Input for this task

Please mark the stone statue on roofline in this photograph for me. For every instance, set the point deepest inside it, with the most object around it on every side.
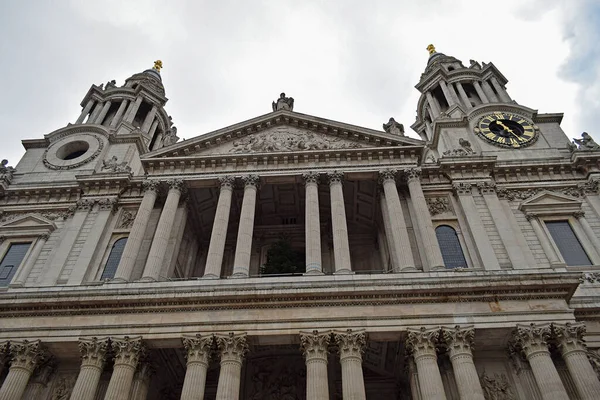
(394, 127)
(283, 103)
(586, 142)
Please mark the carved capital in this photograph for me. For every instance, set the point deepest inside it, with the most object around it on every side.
(127, 350)
(233, 347)
(335, 177)
(351, 344)
(314, 345)
(93, 351)
(311, 178)
(387, 175)
(411, 174)
(422, 342)
(486, 187)
(198, 348)
(251, 180)
(458, 340)
(532, 338)
(150, 185)
(462, 188)
(570, 337)
(27, 355)
(226, 182)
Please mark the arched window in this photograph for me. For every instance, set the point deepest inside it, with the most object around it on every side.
(113, 259)
(450, 247)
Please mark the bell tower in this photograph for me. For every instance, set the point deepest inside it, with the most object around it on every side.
(137, 107)
(466, 110)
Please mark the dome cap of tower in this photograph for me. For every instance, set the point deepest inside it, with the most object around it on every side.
(149, 78)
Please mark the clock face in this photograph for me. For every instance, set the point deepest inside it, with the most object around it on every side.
(506, 130)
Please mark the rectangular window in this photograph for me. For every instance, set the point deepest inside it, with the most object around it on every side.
(568, 244)
(11, 261)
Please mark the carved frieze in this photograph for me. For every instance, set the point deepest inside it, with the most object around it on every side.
(285, 138)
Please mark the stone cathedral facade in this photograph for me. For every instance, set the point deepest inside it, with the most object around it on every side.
(293, 257)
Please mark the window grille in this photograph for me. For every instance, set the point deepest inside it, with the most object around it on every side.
(450, 246)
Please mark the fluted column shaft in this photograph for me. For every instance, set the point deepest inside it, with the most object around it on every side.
(460, 341)
(424, 223)
(214, 259)
(570, 338)
(422, 344)
(397, 222)
(198, 356)
(532, 339)
(127, 353)
(25, 270)
(25, 357)
(93, 357)
(138, 230)
(243, 248)
(341, 246)
(232, 348)
(156, 256)
(312, 224)
(351, 346)
(314, 346)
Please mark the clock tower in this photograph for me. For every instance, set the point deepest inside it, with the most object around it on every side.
(467, 110)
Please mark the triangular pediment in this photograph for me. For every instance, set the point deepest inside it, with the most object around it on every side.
(283, 131)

Goal of the exercise
Copy out precisely those lines which run from the one containing "Please mark the window" to the end of the material.

Exercise output
Please mark the window grille in this photograph for me. For every instance, set the point deepest inside it, with the most object around it on every side.
(450, 246)
Please mark the fluted column shaft in this photograph for me. For every instance, set the point deepest inside it, with the most object around it on every side.
(460, 341)
(424, 223)
(214, 259)
(570, 338)
(422, 344)
(397, 222)
(198, 356)
(532, 339)
(127, 353)
(25, 270)
(25, 357)
(93, 357)
(138, 230)
(243, 248)
(341, 246)
(232, 348)
(156, 256)
(312, 224)
(351, 346)
(314, 346)
Please mark the clock tower in this photograph for me. For every instance, set the point deepest inside it, with the most object around it on every side.
(467, 110)
Please mark the triangular pediment in this photograph for me. For every instance, set the point deepest inside it, with the most object around it on every side.
(283, 131)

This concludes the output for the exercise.